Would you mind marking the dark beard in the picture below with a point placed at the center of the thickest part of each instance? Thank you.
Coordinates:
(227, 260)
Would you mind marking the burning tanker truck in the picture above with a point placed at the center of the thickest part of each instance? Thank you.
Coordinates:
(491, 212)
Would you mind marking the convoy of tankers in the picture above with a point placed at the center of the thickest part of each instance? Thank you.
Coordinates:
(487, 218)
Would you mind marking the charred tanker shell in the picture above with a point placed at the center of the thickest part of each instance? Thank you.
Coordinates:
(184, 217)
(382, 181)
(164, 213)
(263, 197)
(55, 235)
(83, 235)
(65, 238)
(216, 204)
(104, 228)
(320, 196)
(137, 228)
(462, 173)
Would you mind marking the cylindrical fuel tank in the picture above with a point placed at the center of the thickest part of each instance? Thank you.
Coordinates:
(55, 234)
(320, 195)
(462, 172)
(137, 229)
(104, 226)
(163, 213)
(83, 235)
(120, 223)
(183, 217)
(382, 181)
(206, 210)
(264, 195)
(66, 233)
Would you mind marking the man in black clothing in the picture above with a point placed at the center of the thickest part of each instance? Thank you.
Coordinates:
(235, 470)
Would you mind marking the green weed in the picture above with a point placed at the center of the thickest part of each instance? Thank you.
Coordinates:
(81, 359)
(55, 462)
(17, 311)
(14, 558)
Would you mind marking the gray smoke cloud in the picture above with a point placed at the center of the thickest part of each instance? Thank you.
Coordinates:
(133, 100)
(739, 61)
******************************
PROMPT: Repeat the lines above exactly.

PROBLEM SOLUTION:
Would you mind marking the dark beard in the picture below with a point placed at the center of the thickest part of each instance? Thank you.
Coordinates:
(227, 260)
Would you mind marking the burning tanker truck in the picture above with a point placed at the center of the thickest part of each instance? Thank you.
Coordinates:
(491, 212)
Would you mind marking the convoy of tankers in the picture above with a point placed at the center of the thickest part of each instance? Thank you.
Coordinates:
(487, 218)
Would you mind marking the charred tanker shell in the picture above with a point placed at the center of the thickest part of each instance? Thank you.
Coordinates:
(184, 217)
(382, 181)
(164, 213)
(263, 197)
(55, 235)
(83, 235)
(65, 238)
(216, 204)
(104, 228)
(320, 196)
(137, 228)
(462, 173)
Would you mind marking the cylindrical fuel tank in the picture above with a point placed at the center of the thickest part of each instance? Thank you.
Coordinates:
(55, 234)
(320, 195)
(462, 172)
(137, 229)
(104, 226)
(163, 213)
(83, 235)
(120, 223)
(183, 217)
(382, 181)
(206, 210)
(264, 195)
(66, 233)
Would you mind marking the man in black clothing in the picture above with a point placed at the center of the thickest part of each instance? Thank you.
Coordinates:
(235, 470)
Would you mind marking the green weed in the picture above with a point placed at the center of the thickest part of each instance? Thank you.
Coordinates:
(81, 359)
(55, 462)
(17, 311)
(14, 558)
Would you mind marking the gray smoke cloud in the picture above with a point placed at the center of the thickest part of each instance? Thank you.
Coordinates:
(133, 100)
(739, 61)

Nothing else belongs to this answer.